TEKSTFRAGMENT »
Bavinck nam in die tijd een tussenpositie in tussen de theologische faculteiten van Groningen en Leiden. „Aan de ene kant was er de Groninger richting die stelde: niet de leer maar de Heer. De vrome ervaring werd belangrijk geacht. Aan de andere kant gold in Leiden alleen de leer, met ontkenning van de bovennatuurlijke openbaring. Alleen de letterlijke tekst van de Bijbel was van belang, die door de wetenschap onbevangen en kritisch bestudeerd moest worden zoals elk andere literaire tekst.”
In zijn Leidse studiejaren was Bavinck geschokt door de historische kritiek en zei hij dat hij de Bijbel niet meer met een kinderlijk geloof kon lezen. Toch zag Bavinck achteraf dat verlies aan kinderlijk geloof niet als een slechte zaak, aldus Eglinton. „Integendeel, hij kritiseerde de premoderne theologie om haar gebrek aan aandacht voor het menselijk auteurschap van de Bijbel. Hij vond ook dat er in de gereformeerde belijdenisgeschriften te weinig aandacht was voor een meer organische visie op de Schrift. Hoewel de gereformeerde theologen in het verleden ontkenden dat de Bijbel uit de hemel gevallen was, was het algemene gevoelen toch een mechanische Schriftbenadering.”
Bavinck vergeleek de organische Schriftinspiratie met de vleeswording van God in Christus. „In Christus zijn de goddelijke en de menselijke natuur verenigd. Zo zag hij in dit dogma een instrument om recht te doen aan de letterlijke betekenis van de tekst, zonder afbreuk te doen aan het goddelijk auteurschap. Hij geloofde in de onfeilbaarheid en de foutloosheid van de Bijbel, maar stond ook open voor de historische kritiek.”

GETOONDE RIJEN »
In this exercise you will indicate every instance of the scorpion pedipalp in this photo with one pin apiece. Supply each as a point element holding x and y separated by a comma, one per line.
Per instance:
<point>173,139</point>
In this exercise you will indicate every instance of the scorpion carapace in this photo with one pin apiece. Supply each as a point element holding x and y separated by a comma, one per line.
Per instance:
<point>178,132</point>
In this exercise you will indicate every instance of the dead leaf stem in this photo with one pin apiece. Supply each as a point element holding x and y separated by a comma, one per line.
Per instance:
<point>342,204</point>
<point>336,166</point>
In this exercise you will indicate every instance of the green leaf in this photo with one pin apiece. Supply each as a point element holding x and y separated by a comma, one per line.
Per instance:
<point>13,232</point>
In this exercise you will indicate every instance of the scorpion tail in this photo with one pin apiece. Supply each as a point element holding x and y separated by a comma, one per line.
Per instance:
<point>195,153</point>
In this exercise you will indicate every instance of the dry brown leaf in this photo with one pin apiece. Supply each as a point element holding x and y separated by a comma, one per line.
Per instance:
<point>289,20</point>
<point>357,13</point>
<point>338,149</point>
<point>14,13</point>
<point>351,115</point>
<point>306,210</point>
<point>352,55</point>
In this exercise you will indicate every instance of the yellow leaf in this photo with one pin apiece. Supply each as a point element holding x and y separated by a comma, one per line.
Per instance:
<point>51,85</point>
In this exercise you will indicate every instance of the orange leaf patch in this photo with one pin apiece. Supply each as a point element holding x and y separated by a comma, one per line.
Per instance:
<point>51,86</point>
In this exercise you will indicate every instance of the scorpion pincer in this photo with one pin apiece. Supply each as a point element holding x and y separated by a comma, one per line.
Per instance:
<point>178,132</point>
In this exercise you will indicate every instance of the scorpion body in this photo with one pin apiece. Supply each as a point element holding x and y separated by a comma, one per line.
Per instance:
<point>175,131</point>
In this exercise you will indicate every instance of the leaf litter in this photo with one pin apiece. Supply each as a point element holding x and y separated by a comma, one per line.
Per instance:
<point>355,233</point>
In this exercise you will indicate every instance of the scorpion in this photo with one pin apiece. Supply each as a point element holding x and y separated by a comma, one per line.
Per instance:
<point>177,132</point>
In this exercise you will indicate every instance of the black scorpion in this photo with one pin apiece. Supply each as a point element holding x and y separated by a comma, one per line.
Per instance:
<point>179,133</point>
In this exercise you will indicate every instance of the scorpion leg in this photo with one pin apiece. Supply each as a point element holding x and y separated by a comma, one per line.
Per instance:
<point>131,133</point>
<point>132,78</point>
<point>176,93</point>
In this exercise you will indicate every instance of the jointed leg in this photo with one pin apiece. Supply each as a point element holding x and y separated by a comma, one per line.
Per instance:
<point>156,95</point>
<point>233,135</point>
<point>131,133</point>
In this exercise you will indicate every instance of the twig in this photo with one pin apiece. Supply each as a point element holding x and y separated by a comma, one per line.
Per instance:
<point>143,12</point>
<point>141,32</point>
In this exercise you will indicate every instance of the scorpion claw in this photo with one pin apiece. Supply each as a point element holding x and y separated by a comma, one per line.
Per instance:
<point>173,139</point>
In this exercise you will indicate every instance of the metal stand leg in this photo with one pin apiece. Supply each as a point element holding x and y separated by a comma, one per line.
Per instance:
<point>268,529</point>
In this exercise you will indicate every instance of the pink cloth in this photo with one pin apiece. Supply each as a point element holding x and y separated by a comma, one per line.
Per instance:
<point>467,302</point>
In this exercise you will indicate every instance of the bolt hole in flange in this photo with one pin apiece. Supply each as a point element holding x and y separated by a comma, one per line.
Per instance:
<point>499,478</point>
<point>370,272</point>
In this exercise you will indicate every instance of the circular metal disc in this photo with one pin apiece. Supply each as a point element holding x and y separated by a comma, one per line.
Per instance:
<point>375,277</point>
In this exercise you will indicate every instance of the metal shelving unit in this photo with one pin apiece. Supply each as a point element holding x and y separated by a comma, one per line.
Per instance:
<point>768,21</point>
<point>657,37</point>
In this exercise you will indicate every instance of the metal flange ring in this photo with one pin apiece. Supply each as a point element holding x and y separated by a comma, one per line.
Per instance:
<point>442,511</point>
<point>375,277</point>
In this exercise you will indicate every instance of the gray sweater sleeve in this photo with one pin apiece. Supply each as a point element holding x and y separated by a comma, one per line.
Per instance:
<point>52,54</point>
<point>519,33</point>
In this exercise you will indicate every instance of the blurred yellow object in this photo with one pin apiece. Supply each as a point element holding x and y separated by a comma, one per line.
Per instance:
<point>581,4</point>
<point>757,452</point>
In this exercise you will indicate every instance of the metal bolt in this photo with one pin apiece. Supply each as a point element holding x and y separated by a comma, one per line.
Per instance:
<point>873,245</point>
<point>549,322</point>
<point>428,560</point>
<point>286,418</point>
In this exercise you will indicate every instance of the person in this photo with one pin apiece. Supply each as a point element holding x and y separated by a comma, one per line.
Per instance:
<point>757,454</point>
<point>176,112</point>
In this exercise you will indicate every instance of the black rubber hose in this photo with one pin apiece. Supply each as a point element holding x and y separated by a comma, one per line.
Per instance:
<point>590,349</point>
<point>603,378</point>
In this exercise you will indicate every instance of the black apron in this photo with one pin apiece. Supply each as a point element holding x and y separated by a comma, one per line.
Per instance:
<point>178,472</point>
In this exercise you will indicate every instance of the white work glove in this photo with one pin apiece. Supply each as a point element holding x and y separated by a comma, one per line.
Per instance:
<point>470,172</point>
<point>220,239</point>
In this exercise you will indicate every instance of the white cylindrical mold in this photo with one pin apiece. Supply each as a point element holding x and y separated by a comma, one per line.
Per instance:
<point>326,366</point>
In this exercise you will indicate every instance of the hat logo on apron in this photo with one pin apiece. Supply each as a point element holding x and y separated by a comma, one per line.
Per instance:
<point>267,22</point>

OPDRACHT »
Beantwoord de volgende vragen over de tekst over Bavinck:
1. Welke richting stelde: "niet de leer maar de Heer"?
2. Waardoor was Bavinck in zijn Leidse studiejaren geschokt?
3. Waarmee vergeleek Bavinck de organische Schriftinspiratie?
Baseer je uitsluitend op de tekst over Bavinck.

ANTWOORD »
1. Dat stelde de Groninger richting.
2. Hij was geschokt door de historische kritiek.
3. Hij vergeleek haar met de vleeswording van God in Christus.